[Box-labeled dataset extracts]
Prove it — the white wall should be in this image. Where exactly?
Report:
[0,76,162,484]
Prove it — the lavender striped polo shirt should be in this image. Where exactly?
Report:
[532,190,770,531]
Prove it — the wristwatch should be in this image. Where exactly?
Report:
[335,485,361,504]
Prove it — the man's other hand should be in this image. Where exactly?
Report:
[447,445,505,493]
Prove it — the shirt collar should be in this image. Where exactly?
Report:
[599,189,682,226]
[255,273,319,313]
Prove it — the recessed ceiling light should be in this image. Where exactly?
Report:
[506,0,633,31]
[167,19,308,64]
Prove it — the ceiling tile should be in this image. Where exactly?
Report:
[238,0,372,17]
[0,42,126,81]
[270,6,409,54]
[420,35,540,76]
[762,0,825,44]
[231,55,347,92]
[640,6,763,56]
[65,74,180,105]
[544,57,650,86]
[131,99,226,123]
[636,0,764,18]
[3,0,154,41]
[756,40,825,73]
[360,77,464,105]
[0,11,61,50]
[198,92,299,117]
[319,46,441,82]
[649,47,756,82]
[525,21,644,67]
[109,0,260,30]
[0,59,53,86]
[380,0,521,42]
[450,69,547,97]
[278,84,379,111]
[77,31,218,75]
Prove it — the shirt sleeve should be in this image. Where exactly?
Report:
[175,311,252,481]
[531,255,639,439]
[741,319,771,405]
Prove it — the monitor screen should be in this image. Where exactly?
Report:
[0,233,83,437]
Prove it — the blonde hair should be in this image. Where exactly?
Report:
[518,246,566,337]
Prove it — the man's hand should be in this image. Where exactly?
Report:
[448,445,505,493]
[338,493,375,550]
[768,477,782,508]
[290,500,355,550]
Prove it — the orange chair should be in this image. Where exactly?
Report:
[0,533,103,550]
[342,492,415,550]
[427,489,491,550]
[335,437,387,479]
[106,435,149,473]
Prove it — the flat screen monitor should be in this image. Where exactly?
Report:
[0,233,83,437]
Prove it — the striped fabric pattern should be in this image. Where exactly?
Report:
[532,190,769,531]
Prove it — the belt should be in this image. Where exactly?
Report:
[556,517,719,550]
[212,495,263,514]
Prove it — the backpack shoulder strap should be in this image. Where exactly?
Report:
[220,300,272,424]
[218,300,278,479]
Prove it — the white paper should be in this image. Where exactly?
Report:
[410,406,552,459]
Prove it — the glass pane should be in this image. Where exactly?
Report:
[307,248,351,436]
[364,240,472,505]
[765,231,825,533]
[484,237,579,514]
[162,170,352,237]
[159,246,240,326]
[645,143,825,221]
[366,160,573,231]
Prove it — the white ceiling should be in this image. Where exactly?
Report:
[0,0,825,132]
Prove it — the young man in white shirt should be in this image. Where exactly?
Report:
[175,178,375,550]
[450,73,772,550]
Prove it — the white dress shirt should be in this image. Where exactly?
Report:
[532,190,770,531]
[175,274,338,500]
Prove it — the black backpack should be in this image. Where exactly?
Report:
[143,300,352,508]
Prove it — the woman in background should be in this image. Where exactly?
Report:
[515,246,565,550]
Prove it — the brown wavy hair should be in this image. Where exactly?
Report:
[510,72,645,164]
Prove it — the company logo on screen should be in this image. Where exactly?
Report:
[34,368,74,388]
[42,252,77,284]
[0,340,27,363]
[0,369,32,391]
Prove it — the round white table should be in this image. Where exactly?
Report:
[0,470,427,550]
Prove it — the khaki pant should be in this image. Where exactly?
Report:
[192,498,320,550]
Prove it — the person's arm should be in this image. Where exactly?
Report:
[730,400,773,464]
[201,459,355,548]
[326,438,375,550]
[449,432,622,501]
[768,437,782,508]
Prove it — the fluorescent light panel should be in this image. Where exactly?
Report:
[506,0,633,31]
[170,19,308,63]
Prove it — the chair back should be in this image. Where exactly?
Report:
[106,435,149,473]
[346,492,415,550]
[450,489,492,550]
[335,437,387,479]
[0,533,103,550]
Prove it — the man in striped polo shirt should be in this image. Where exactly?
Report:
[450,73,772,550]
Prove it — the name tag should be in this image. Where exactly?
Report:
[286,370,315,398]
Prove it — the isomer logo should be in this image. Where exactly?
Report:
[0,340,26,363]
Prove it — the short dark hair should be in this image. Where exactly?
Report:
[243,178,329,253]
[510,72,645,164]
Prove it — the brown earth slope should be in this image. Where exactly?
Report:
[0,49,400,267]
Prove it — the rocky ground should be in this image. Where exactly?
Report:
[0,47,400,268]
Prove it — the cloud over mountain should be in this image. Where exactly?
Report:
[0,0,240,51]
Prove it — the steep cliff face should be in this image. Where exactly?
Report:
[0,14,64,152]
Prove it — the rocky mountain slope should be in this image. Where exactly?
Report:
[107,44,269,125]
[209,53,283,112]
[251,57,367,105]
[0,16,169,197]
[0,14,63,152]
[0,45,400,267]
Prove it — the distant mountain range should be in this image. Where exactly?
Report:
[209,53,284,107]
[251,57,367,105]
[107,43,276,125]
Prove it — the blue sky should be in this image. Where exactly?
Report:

STATED PROBLEM - Reproduce the records above, switching every "Report" to "Location" and keeping everything else the same.

EXPECTED ANSWER -
Prove it — the white wall should be in this image. Where exactly?
Location:
[0,76,162,484]
Prove it — the lavender striped polo shirt should be in this image. Where exactly?
Location:
[532,190,770,531]
Prove it — the wristwatch should be in this image. Where exactly?
Location:
[335,485,361,504]
Prove it — the man's other hand should be in this image. Where exactly?
Location:
[447,445,505,493]
Prove it — the shirt collar should be in this image. Where exactly?
Location:
[599,189,682,226]
[255,273,319,313]
Prove it — the recessed ceiling light should be in this image. Where exactly?
Location:
[506,0,633,31]
[167,19,308,64]
Prove it — the ceiling tile should be in this image. Where exactly?
Location:
[238,0,372,17]
[0,42,126,81]
[270,6,409,54]
[420,35,540,76]
[762,0,825,44]
[231,55,347,92]
[640,6,763,56]
[65,74,180,105]
[544,57,650,86]
[131,99,226,123]
[636,0,764,18]
[3,0,154,41]
[756,40,825,73]
[360,77,464,105]
[0,11,61,50]
[198,92,299,117]
[319,46,441,82]
[649,47,756,82]
[525,21,644,67]
[109,0,260,30]
[0,59,53,86]
[380,0,521,42]
[450,69,547,97]
[278,84,379,111]
[77,31,218,75]
Prove it — the shirt sleeve should be in this image. Where exactly?
Location:
[175,311,252,481]
[531,255,639,439]
[741,319,771,405]
Prove it — the monitor screen should be in this image. Where exactly?
Location:
[0,233,83,437]
Prove it — the blonde hair should be in this image. Where exactly?
Location:
[518,246,566,337]
Prove it — the man's hand should be in this image. Where exactly?
Location:
[448,445,505,493]
[338,493,375,550]
[768,477,782,508]
[290,500,355,550]
Prove it — the orange chair should be in this image. Where exactly?
Location:
[0,533,103,550]
[342,492,415,550]
[427,489,491,550]
[335,437,387,479]
[106,435,149,473]
Prove it — the flat screen monitor should be in this image. Where exactly?
Location:
[0,233,83,437]
Prove it — the striped fabric pattern should be in this image. Where exactly?
Location:
[532,190,769,531]
Prove it — the belt should be in this image. Where exactly?
Location:
[556,517,719,550]
[212,495,263,514]
Prove it — the backpack shoulder strap should be in this image. Where exactly?
Location:
[220,300,272,424]
[218,300,278,479]
Prove it — the white paper should be in this image. Where exactly?
Location:
[410,406,552,459]
Prove it — the glass pane should be in this image. Where exactly?
Location:
[307,248,351,436]
[364,240,472,505]
[765,231,825,533]
[484,237,579,514]
[162,170,352,237]
[159,246,240,326]
[645,143,825,221]
[366,160,573,231]
Prove it — the white ceiling should be in this image. Where exactly?
Location:
[0,0,825,132]
Prove it — the young man in white shirt should be in this image. Where exactly?
Location:
[175,178,375,550]
[450,73,772,550]
Prove it — the white dress shirt should be in this image. Where exactly?
Location:
[532,190,770,531]
[175,274,338,500]
Prove it — the black backpack should be in this image. Where exactly?
Location:
[143,300,352,508]
Prove it — the woman in background should be in this image. Where exactly?
Location:
[515,246,565,550]
Prove it — the brown wavy hair should be in this image. Where exactly?
Location:
[510,72,645,164]
Prove it — the company logo on screen should be in this image. Where exactly?
Location:
[34,368,74,388]
[42,252,77,284]
[0,340,27,363]
[0,369,32,391]
Prove it — the round white table should be in this image. Where exactly?
Location:
[0,470,427,550]
Prove it — the khaki pant should be in this image. Where exactly?
Location:
[192,498,320,550]
Prove it — the person's arm should be in this image. Where exactly?
Location:
[730,400,773,464]
[201,459,355,548]
[326,438,375,550]
[449,432,622,501]
[768,437,782,508]
Prove it — the fluorescent light panel should be in this image. Where exactly?
Location:
[506,0,633,31]
[170,19,308,63]
Prove it — the chair back should be in this image. Where exactly?
Location:
[106,435,149,473]
[346,492,415,550]
[450,489,492,550]
[335,437,387,479]
[0,533,103,550]
Prove it — the man in striped polo shirt should be in this image. Where exactly?
Location:
[450,73,772,550]
Prove it — the name tag should be in this image. Where exactly?
Location:
[286,370,315,398]
Prove it — the isomer logo should be in this image. Where exactly?
Location:
[0,340,26,363]
Prove it — the short dark hair should be in this image. Where exactly?
Location:
[243,178,329,253]
[510,72,645,164]
Prove it — the brown earth slope should be in this image. Where exactly?
Location:
[0,49,400,267]
Prove it — the rocky ground should be in this image. Where exactly?
Location:
[0,47,400,268]
Prove it — the cloud over mountain should be in this image. Where exactly?
Location:
[0,0,240,51]
Prove it — the steep cliff face should be in this image. Where exactly?
Location:
[0,14,64,152]
Prove it — the rocky mountain slope should be in this image. Where exactly?
Location:
[107,44,269,125]
[209,53,283,112]
[251,57,367,105]
[0,16,169,197]
[0,14,63,152]
[0,45,400,267]
Prove it — the distant mountain range should be in this image. Where exactly?
Location:
[209,53,284,107]
[251,57,367,105]
[107,43,276,125]
Prove it — the blue sky should be in this image. Where exactly?
Location:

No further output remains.